→ **LESETEXT**:
● ● ● ●
Eine erhebliche Anstrengung ist damit von Erfolg gekrönt worden, der letztendlich auf die Unterstützung durch die öffentliche Meinung in Italien zurückzuführen ist. Sie hat es den aufeinanderfolgenden Regierungen erlaubt, den Bürgern eine steuerliche Belastung (man denke an die soge-nannte „Eurosteuer“) zuzumuten, wie es in der Union kaum Vergleichbares gegeben hat
Über den Euro hinaus
Es ist inzwischen offensichtlich, daß der atlantische „Kreis“ für Italien allmählich die einstige zentrale Bedeutung verliert, auch innenpolitisch. Und es ist ebenso offensichtlich, daß sowohl wirtschaftlich als auch politisch sowie vom Standpunkt der Modernisierung des Landes aus gesehen das „nationale Interesse“ Italiens heute vor allem in Europa liegt: Die Teilnahme am Euro und andere gemeinsame politische Ziele sind noch weniger als früher eine Frage des Status oder des „Dabeiseins“. In die Europäische Gemeinschaft/Union ging in den vergangenen zehn Jahren mehr als die Hälfte des italienischen Außenhandels. Die EU -Italien ist seit einiger Zeit Nettobeitragszahler -ist und wird immer mehr der Ort sein, wo die Regeln festgelegt werden, an die sich alle Spieler halten müssen. Und wenn die großen italienischen Konzerne schon jetzt verstärkt in die kommerziellen und finanziellen Verflechtungen des europäischen Kontinents eingebunden sind, ist es inzwischen auch für die kleinen und mittleren Exportunternehmen unabdingbar geworden, sich mit der Dimension des Gemeinsamen Marktes auseinanderzusetzen, um ein Niveau der Qualität und Spezialisierung zu erreichen, das es ihnen erlaubt, global wettbewerbsfähig zu sein Die Herausforderung ist noch größer für die italienischen Banken und Versicherungsgesellschaften, die wesentlich weniger gut ausgerüstet und weniger effizient im Vergleich mit ihren europäischen Konkurrenten sind und deshalb verstärkt fusionieren, sich reorganisieren müssen oder Übernahmen aus dem Ausland ausgesetzt sind.
● ● ● ●
→ **DATENLISTE**:
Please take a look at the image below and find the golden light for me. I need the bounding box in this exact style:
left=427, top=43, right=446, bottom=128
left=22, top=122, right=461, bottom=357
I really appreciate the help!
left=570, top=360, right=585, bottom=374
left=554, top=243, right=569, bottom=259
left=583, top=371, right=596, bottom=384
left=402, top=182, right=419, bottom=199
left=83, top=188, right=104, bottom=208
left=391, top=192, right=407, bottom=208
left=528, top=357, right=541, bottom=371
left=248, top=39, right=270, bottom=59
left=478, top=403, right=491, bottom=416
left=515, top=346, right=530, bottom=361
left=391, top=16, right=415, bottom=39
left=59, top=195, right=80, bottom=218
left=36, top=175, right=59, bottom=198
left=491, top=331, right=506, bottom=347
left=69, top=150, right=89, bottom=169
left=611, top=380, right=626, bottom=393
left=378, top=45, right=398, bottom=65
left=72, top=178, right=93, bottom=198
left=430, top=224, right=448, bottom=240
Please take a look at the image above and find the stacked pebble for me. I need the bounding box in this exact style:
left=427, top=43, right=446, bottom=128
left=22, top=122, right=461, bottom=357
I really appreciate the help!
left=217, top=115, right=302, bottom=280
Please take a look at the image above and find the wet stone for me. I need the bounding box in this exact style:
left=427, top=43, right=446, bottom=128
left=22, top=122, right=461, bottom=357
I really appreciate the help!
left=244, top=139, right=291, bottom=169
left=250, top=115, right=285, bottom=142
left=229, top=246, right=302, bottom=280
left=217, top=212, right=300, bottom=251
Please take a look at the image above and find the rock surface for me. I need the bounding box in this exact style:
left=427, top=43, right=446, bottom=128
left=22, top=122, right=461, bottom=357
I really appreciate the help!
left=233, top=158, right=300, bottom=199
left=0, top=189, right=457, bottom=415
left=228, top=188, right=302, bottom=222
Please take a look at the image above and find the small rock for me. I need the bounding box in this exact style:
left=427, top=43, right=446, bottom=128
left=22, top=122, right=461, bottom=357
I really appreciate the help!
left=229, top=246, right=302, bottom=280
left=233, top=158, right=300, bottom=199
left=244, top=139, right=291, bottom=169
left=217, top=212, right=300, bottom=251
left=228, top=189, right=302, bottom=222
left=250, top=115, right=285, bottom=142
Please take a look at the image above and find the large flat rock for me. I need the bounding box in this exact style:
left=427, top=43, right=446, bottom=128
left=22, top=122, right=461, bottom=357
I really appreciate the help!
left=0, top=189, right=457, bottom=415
● ● ● ●
→ **ZU ERLEDIGEN**:
1 > Wie lauten die Zeilen der Auflistung, vom Anfang der Auflistung bis einschließlich der Zeile mit „left=554, top=243, right=569, bottom=259“, wenn du darin „golden light“ in „amber glow“ umbenennst und sonst nichts änderst?
2 > Wie könnte der Text über Italien und den Euro nach seinem letzten Satz weitergehen? Schreib ihn fort.
Der Text über Italien und den Euro und die Auflistung haben unterschiedliche Herkunft.

→ **LÖSUNGEN**:
1 >
Please take a look at the image below and find the amber glow for me. I need the bounding box in this exact style:
left=427, top=43, right=446, bottom=128
left=22, top=122, right=461, bottom=357
I really appreciate the help!
left=570, top=360, right=585, bottom=374
left=554, top=243, right=569, bottom=259

2 >
Aber auch in anderen strategischen Bereichen -Transport-und Kommunikationswesen, Forschungs-, Energie-und Umweltsektor -ist die strikt nationale Dimension weitgehend überholt. Ebenso machen es die institutioneile Unionsstruktur und das immer kompliziertere politische System für das „System Italien“ unmöglich, den Herausforderungen der wettbewerblichen Integration auszuweichen. Selbst Politiken, die bis vor kurzem als exklusive Domäne der einzelnen Staaten angesehen wurden -wie die Überwachung der Grenzen oder der Kampf gegen die organisierte Kriminalität scheinen jetzt, auch vor dem Hintergrund des gemeinsamen Binnenmarktes, immer weniger effektiv durchführbar ohne eine stärkere transnationale Kooperation.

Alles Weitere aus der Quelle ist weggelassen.